=== Begin Enclosure ===

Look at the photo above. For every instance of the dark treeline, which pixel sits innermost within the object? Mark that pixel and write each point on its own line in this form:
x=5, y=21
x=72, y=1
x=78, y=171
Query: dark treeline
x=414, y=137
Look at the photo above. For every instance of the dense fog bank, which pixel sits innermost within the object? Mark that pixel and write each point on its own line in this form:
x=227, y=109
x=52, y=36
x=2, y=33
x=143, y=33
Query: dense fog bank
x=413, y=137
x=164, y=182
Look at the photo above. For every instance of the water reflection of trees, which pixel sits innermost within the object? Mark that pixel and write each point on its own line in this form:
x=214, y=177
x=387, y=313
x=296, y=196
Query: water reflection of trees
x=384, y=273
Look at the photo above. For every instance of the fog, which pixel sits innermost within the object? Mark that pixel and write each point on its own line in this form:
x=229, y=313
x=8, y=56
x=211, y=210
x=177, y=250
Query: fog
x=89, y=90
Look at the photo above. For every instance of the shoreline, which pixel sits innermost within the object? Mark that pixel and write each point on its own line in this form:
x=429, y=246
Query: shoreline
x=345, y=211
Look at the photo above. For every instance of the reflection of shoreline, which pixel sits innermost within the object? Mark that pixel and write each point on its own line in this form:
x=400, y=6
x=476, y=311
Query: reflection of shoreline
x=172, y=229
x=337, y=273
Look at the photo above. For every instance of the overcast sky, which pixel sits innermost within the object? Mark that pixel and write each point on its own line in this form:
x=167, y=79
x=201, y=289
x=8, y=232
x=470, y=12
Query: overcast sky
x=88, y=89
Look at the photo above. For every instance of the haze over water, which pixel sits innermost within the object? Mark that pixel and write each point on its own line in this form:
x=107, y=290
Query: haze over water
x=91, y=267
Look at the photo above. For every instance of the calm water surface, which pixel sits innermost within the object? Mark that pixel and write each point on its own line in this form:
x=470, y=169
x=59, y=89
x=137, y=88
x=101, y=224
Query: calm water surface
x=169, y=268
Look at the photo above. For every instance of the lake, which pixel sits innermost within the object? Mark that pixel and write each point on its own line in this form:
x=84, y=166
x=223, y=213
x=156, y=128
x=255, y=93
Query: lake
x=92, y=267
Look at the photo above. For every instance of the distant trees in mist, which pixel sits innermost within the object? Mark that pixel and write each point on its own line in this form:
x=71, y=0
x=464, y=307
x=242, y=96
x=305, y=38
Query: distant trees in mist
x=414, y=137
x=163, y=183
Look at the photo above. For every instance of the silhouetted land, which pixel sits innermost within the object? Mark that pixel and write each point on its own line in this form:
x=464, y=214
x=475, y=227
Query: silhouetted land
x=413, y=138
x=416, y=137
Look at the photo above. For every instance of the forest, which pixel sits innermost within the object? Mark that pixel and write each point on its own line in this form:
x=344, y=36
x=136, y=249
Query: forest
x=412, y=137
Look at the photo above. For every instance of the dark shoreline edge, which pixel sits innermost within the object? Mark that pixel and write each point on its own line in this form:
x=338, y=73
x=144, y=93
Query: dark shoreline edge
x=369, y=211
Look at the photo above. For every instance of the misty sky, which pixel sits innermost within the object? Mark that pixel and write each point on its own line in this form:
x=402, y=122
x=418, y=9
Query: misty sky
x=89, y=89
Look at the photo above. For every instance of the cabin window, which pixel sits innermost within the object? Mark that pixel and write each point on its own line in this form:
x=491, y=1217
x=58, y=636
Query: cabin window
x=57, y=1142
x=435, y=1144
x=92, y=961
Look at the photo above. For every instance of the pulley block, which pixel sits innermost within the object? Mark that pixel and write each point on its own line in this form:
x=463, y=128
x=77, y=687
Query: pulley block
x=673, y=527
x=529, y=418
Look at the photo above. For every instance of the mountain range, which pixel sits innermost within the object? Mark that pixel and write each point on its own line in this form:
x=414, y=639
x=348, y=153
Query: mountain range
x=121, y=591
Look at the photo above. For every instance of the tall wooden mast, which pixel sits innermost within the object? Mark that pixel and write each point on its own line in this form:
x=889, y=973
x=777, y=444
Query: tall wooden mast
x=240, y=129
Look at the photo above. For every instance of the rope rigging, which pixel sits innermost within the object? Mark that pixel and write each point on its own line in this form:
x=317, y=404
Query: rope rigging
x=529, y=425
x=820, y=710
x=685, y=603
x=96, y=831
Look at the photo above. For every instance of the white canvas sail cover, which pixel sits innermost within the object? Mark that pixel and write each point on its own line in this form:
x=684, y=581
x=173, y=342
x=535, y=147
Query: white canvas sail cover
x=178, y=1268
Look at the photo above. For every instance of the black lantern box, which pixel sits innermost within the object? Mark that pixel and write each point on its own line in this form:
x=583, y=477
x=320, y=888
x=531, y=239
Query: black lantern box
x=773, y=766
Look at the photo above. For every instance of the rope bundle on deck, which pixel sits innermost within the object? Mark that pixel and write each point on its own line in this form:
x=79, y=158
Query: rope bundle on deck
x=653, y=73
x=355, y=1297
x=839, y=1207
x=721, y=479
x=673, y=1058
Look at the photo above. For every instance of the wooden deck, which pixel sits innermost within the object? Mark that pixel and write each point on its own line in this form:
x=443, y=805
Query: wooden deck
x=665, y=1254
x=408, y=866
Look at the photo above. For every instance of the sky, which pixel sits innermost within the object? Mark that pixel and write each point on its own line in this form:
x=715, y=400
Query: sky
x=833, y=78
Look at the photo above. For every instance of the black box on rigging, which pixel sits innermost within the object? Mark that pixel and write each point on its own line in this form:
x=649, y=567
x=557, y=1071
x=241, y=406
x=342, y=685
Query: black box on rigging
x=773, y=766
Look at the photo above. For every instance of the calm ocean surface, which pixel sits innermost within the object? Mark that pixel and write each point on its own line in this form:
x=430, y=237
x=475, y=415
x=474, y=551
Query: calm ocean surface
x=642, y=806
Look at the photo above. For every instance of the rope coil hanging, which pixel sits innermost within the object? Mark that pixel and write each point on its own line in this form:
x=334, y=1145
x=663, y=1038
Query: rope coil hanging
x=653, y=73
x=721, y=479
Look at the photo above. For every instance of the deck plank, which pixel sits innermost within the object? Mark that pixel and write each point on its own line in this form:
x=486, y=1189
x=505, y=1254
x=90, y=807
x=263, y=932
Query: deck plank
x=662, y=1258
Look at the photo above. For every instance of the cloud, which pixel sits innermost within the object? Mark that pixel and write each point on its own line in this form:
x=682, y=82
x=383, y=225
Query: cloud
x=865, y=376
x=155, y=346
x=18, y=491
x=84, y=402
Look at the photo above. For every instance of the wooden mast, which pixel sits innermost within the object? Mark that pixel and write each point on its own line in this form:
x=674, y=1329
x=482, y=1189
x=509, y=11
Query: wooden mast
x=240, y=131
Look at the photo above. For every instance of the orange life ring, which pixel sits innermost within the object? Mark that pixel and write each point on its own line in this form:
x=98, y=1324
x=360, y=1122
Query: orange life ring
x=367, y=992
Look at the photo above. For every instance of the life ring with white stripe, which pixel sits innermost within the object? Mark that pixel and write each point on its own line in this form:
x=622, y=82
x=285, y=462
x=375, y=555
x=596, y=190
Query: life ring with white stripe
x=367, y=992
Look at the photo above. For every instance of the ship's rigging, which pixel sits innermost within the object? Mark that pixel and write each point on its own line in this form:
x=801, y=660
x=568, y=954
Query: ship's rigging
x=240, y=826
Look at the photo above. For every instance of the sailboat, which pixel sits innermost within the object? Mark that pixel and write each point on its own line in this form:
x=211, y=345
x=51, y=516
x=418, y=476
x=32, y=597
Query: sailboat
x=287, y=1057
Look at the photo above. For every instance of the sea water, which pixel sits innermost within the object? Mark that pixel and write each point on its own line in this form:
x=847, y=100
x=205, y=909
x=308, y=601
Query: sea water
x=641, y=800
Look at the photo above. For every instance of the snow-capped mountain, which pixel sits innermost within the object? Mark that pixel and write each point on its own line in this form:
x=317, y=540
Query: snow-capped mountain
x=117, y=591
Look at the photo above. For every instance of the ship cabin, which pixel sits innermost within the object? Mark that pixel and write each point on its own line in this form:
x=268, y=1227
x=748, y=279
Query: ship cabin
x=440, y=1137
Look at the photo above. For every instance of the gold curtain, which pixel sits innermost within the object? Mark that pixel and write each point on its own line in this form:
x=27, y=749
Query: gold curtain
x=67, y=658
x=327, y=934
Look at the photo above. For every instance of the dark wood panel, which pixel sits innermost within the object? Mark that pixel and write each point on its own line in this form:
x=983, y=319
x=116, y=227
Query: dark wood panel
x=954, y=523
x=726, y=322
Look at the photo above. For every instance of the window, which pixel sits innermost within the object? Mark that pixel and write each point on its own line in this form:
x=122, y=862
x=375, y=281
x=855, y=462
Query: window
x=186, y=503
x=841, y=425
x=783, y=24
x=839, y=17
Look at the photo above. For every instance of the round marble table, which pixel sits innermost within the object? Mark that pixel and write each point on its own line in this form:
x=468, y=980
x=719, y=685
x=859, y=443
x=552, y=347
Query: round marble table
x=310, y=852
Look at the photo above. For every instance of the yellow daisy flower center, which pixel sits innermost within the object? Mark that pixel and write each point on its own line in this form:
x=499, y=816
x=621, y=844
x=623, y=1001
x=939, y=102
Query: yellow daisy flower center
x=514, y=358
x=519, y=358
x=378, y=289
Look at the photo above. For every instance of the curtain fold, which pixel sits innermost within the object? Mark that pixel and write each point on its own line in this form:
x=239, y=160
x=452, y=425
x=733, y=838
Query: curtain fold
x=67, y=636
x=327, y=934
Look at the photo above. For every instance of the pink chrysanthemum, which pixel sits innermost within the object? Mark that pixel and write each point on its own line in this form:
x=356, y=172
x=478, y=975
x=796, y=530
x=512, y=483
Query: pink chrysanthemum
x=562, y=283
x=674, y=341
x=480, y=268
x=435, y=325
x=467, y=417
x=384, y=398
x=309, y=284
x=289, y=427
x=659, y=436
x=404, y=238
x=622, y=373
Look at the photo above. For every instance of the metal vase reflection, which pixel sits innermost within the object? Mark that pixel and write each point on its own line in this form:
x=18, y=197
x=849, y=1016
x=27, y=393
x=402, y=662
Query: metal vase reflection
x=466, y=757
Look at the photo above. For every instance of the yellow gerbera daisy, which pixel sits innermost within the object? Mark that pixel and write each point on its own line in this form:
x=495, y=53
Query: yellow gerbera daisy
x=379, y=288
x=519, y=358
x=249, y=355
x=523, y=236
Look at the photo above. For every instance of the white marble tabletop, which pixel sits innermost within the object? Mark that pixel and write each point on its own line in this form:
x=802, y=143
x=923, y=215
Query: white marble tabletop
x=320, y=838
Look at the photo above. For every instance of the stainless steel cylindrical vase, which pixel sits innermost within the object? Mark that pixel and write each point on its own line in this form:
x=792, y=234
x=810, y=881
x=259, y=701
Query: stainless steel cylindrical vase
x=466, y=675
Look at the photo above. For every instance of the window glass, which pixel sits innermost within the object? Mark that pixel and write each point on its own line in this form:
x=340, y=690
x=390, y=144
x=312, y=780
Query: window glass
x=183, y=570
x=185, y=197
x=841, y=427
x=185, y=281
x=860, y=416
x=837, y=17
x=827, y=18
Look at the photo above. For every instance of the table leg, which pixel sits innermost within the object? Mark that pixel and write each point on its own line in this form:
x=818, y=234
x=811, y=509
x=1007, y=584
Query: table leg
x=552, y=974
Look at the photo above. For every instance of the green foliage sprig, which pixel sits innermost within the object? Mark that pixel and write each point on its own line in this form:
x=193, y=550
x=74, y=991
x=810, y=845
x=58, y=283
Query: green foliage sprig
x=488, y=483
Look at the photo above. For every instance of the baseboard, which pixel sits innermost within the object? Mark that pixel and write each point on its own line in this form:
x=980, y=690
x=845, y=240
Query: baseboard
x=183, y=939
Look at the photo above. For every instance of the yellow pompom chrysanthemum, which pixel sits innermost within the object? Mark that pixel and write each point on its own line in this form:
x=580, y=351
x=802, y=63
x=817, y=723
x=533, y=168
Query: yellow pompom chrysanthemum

=== End Enclosure ===

** Task brief **
State how many lines of the records above hold the word "pompom", adding nothing beyond the number.

** Task output **
2